=== Data yang Disediakan ===
--------------------------------
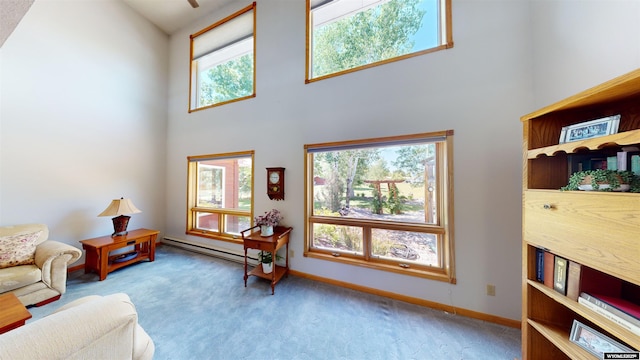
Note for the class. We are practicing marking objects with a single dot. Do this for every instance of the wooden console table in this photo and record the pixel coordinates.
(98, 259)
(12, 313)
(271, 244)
--------------------------------
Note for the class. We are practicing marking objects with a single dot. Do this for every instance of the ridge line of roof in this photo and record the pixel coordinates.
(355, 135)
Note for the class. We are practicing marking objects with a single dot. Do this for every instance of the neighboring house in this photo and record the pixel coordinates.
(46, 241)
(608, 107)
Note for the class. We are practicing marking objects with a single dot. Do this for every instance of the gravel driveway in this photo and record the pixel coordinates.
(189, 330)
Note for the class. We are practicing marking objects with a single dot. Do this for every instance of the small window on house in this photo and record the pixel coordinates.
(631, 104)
--------------------------------
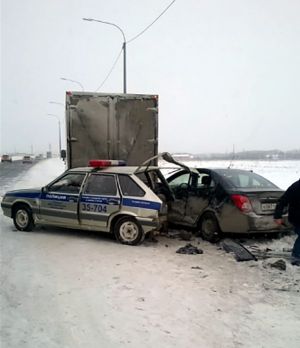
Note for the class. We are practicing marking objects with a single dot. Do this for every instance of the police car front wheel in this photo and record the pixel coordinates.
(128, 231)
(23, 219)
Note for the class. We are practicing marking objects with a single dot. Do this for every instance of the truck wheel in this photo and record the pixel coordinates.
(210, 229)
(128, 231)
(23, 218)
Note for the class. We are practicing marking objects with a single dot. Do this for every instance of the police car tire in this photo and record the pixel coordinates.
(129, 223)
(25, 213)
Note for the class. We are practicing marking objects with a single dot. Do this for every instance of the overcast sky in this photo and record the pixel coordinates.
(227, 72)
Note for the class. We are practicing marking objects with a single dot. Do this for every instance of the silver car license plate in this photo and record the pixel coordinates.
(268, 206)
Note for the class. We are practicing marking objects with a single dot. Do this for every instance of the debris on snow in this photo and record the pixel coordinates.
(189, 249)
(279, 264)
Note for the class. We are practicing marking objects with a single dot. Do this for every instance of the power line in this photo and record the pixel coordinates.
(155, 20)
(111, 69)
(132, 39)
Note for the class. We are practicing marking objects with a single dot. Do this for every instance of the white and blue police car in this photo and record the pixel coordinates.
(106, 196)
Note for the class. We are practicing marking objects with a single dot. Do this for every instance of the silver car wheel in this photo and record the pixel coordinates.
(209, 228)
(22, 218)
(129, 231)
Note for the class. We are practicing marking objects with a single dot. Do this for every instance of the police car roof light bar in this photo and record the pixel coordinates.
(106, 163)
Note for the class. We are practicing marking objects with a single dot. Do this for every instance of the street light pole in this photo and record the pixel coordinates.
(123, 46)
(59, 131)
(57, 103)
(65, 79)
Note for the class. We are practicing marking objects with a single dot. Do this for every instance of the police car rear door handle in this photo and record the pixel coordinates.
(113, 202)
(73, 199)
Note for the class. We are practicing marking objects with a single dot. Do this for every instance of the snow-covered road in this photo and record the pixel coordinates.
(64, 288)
--------------------------------
=== Latihan Tertulis ===
Temukan semua baris dalam data yang memuat kata "wheel", lalu salin baris-baris tersebut.

=== Jawaban yang Diharapkan ===
Note for the class. We are practicing marking objects with a single dot. Do this for every instance of the police car front wheel in this photo and record the pixel coordinates.
Note for the class. We are practicing marking objects with a single dot. Do this for every instance of the truck wheel in this photo and record the pixel coordinates.
Note for the class. We are practicing marking objects with a single dot. Do this for every instance of the silver car wheel in this photo and record the pixel coordinates.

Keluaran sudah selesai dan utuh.